**ABOUT THIS EXERCISE:** Your answer needs to include each line of the records in which the string "below" can be found.

(Excerpts from a dataset)

*-*-*

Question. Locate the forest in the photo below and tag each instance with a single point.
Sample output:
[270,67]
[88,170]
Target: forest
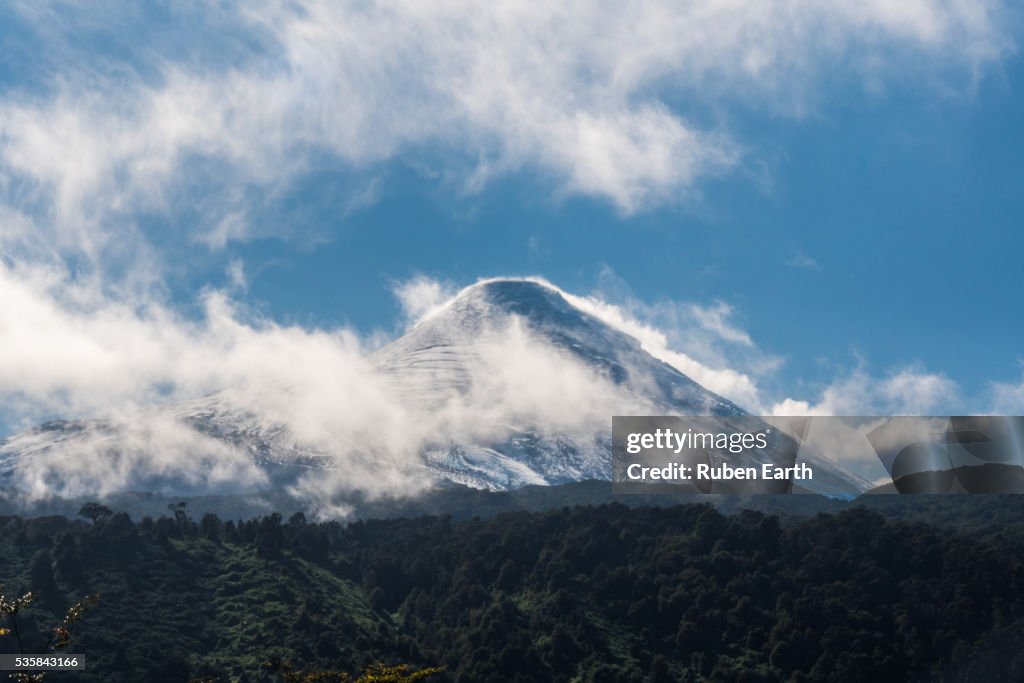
[923,589]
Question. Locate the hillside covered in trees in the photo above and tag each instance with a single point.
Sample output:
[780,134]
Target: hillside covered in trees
[599,593]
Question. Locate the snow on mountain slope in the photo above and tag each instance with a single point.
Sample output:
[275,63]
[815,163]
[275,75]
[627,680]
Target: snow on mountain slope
[507,385]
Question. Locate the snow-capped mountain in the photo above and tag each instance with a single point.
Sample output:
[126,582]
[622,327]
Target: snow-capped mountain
[508,384]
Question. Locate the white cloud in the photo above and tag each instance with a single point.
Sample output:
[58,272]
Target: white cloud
[1007,397]
[256,95]
[905,391]
[802,260]
[422,296]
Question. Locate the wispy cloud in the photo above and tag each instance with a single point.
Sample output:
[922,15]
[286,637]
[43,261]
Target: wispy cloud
[802,260]
[256,94]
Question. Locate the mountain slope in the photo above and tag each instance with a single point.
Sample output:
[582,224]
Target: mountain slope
[507,385]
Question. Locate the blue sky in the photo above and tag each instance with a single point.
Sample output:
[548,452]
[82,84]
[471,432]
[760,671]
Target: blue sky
[841,183]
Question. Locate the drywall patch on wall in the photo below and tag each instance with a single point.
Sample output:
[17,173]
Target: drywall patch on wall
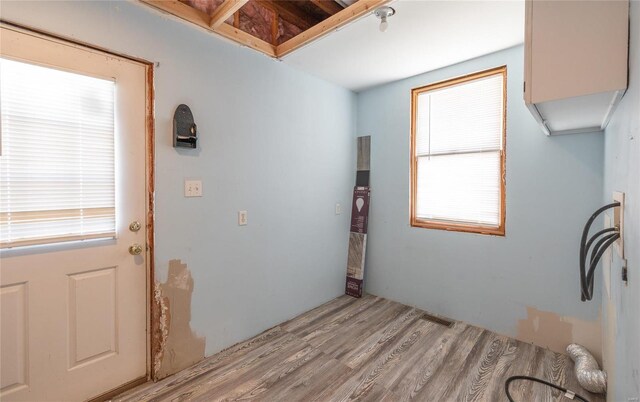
[555,332]
[177,346]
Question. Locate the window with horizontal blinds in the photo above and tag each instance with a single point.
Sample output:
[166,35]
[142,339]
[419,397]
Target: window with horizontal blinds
[57,167]
[458,136]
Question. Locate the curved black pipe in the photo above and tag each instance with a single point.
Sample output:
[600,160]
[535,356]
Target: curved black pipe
[541,381]
[583,243]
[594,262]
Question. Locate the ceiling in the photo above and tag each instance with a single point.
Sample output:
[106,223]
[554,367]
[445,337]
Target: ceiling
[422,36]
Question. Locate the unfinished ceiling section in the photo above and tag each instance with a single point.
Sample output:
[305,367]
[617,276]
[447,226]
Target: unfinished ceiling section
[273,27]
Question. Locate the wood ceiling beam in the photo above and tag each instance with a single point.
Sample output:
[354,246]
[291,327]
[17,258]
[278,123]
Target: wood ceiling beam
[187,13]
[224,11]
[328,6]
[351,13]
[288,11]
[181,10]
[240,36]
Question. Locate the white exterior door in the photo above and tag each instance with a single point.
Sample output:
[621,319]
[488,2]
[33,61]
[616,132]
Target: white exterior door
[74,304]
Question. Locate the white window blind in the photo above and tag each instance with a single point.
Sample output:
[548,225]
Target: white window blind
[458,149]
[57,166]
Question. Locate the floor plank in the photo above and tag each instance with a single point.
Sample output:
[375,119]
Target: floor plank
[368,349]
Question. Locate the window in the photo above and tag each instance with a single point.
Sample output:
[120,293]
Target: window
[57,178]
[458,153]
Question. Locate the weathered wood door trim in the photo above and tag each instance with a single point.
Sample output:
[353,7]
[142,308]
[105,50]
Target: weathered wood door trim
[149,182]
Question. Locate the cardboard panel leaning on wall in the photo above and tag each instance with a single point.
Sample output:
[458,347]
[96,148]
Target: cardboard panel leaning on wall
[502,284]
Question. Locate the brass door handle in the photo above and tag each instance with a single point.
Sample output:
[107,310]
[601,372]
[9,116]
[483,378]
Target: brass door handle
[135,249]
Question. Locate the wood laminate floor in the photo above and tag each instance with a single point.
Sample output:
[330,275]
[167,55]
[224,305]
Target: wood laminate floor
[368,349]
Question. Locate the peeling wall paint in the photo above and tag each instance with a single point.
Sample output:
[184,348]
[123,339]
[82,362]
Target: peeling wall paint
[244,159]
[555,332]
[177,345]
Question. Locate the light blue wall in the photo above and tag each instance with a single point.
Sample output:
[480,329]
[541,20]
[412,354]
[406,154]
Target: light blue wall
[622,173]
[553,185]
[274,141]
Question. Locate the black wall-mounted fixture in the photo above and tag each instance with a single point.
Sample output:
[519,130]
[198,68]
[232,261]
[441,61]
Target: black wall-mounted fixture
[185,133]
[610,236]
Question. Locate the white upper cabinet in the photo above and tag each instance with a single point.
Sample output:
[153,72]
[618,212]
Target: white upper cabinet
[575,62]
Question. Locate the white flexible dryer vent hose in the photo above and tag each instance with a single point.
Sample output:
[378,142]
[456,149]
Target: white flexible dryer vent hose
[588,373]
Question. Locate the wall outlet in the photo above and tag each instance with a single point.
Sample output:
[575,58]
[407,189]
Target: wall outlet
[607,260]
[242,218]
[618,221]
[193,188]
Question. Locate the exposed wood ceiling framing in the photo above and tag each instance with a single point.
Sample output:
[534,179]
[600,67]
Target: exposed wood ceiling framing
[273,27]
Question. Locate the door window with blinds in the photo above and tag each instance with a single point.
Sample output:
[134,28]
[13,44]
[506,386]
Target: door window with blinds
[458,153]
[57,167]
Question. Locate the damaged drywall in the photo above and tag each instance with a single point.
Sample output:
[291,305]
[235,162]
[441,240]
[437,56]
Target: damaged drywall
[555,332]
[176,345]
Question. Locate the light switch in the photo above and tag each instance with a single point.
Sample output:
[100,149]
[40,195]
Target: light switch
[242,218]
[193,188]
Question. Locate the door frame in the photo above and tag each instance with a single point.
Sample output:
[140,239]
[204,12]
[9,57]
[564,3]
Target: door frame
[149,66]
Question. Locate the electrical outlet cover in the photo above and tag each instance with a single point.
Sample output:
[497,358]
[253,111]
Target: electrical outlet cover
[618,221]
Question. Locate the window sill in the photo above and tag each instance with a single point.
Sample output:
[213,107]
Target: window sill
[458,227]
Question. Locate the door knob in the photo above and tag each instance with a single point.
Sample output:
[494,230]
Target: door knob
[135,249]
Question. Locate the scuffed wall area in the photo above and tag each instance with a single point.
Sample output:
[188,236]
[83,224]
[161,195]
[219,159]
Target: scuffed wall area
[272,140]
[523,285]
[179,346]
[621,305]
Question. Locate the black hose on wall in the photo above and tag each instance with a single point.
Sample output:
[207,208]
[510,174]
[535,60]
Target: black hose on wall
[587,277]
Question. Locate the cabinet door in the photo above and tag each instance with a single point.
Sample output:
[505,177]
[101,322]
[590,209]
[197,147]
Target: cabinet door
[575,48]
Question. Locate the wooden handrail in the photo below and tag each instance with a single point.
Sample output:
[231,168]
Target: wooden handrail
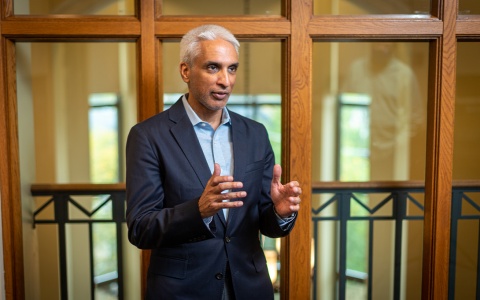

*-*-*

**ANSWER TO THIS EXERCISE:**
Question. Locate the forest in the photo below and tag each instance with a single point.
Question. Locate the drywall patch on wall in the photo below and tag each instance with a single point.
Question. Locate the wooden handrail in the photo below and tag each instance with a single point.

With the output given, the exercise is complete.